Customer Reviews:   Read 13 more reviews...

1 out of 5 stars over rated   October 7, 2008
i started reading this book because i found his other books really good. but In Xanadu was a disappointment. I was shocked to read that the writer is simply saying things like Mongolians are ugly and stupid. i dont know how can a critically accliamed book contain such things. it also mostly talks about dirt, filth and urine, which is not very flattering for the inhabitants of these places. last, the title is misleading. it says In Xanadu, but Towards Xanadu would be a better title. Xanadu covers only few pages in the book.


3 out of 5 stars Somewhat interesting, but could have been better   May 4, 2008
In the mid 1980s, William Dalrymple (then in his early 20s) made a journey retracing the steps of Marco Polo's famous journey during the 1200s, from the church of the Holy Sepulchre in Jerusalem to the site of Shangdu (or Xanadu, as is better known in literature), the summer palace of Kublai Khan, in Outer Mongolia, China. In reality, though, since Soviet Central Asia was then barred to western travel, he deviated in part from Marco Polo's route, going through the Baluchi desert, in southern Iran and Pakistan, and then up the Indus river, and through the then newly opened Karakoram highway to western China, instead of traveling to China through Samarkand and other cities in Central Asia. The book itself is a mixed bag, there is some interesting things in it (at least he did some homework in terms of research) but there are far too many of the sort of banal, smug and self-centered comments and experiences you see in much of the travel writing of westerners as they go through the third world.

> _Supplied data_

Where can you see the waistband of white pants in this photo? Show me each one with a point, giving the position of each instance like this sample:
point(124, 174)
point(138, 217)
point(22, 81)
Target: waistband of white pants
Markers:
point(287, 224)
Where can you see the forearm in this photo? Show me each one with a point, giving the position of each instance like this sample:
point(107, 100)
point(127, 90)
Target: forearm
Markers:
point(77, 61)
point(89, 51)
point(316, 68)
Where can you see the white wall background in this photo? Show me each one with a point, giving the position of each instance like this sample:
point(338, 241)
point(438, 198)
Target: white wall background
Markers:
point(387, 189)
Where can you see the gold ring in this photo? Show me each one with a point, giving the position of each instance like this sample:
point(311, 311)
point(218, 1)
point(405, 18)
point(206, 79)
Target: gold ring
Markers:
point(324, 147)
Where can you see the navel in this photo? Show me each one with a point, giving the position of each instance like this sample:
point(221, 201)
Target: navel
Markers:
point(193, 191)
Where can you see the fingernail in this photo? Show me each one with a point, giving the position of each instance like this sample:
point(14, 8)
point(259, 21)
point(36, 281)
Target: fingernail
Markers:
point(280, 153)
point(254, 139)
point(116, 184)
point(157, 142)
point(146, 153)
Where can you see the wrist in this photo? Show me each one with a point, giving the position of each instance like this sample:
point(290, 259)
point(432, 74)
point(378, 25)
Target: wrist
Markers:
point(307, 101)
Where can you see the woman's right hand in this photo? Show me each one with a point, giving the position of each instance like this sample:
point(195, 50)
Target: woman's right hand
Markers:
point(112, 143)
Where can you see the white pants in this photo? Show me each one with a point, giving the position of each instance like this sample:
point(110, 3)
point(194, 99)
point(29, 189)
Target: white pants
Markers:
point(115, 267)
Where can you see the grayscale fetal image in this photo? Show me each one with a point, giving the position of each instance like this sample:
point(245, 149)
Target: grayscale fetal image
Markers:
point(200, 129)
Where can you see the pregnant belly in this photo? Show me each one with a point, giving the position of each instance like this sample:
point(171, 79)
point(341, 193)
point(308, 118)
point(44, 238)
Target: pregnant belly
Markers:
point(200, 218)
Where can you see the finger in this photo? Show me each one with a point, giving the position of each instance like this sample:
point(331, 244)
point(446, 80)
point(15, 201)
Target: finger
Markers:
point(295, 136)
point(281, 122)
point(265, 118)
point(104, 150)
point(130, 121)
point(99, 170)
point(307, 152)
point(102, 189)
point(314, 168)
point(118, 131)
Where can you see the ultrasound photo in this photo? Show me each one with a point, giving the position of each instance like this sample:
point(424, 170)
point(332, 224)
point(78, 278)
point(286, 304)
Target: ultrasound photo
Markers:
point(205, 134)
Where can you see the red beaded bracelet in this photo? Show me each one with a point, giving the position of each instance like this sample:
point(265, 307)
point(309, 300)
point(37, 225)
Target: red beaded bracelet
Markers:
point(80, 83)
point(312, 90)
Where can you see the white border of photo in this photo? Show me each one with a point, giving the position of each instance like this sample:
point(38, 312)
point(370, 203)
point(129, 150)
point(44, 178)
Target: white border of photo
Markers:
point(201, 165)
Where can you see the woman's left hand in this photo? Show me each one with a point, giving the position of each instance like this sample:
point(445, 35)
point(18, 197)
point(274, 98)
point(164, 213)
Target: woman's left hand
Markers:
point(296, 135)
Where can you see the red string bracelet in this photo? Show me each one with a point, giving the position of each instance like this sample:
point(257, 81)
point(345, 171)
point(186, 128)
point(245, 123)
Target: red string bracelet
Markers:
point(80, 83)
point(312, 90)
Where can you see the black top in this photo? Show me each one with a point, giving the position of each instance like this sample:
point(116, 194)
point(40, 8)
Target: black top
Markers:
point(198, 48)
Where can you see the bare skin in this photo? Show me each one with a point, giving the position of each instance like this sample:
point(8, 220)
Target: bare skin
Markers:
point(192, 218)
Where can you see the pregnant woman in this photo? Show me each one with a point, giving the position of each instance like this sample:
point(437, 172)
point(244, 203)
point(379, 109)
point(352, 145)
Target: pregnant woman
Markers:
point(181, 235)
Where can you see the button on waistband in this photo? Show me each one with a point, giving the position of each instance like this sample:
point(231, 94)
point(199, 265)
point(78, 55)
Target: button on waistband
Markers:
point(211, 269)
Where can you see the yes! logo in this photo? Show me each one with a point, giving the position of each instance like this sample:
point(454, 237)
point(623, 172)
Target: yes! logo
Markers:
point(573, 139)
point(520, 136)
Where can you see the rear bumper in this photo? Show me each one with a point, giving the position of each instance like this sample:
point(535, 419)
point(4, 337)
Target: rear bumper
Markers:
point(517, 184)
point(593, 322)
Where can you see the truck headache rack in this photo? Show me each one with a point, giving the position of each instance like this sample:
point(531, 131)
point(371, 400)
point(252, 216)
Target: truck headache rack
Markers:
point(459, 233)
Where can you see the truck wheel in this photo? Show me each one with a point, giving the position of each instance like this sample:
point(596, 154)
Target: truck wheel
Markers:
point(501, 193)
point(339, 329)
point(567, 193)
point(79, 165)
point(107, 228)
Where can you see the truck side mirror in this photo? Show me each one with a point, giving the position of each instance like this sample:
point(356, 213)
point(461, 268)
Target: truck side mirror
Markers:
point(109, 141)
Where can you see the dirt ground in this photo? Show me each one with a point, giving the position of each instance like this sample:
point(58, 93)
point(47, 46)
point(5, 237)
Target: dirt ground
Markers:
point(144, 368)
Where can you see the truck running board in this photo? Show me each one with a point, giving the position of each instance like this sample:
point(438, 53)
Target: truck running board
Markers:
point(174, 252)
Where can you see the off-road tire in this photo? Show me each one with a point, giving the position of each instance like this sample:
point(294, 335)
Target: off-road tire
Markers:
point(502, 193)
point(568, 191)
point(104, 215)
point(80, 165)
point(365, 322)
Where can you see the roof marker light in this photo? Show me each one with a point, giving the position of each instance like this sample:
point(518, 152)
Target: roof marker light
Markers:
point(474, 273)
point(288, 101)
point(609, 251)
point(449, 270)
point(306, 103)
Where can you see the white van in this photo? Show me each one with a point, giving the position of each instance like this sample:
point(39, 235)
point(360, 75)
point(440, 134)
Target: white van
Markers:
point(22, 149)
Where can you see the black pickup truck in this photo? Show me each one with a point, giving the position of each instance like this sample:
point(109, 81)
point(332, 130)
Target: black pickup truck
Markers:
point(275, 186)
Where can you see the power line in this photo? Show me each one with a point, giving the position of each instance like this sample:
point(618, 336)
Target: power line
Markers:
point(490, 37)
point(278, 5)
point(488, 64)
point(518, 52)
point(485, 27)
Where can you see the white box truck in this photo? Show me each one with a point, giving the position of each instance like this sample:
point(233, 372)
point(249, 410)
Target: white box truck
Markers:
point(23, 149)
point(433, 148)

> _Problem statement_
In the book reviews, why did Dalrymple leave Marco Polo's route for part of the journey?

> _Answer to the task_
Soviet Central Asia was then barred to western travel.